Problem statement> Copy the records below word for word, leaving out nothing.

(Region pointing data)
+===+

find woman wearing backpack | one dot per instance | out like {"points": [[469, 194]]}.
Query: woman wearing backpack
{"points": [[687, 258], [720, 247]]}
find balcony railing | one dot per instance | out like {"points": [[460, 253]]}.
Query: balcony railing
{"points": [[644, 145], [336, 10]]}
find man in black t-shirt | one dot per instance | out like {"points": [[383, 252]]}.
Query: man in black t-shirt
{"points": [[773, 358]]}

+===+

Task response>
find woman wearing backpack | one dot per instance | out like {"points": [[469, 194]]}.
Query: woman wearing backpack
{"points": [[687, 258], [720, 247]]}
find balcony railing | one dot per instance | out like {"points": [[460, 253]]}.
Query: balcony railing
{"points": [[644, 145], [336, 10]]}
find man in black t-shirt | one dot per instance | out like {"points": [[383, 252]]}.
Query: man in black t-shirt
{"points": [[773, 358]]}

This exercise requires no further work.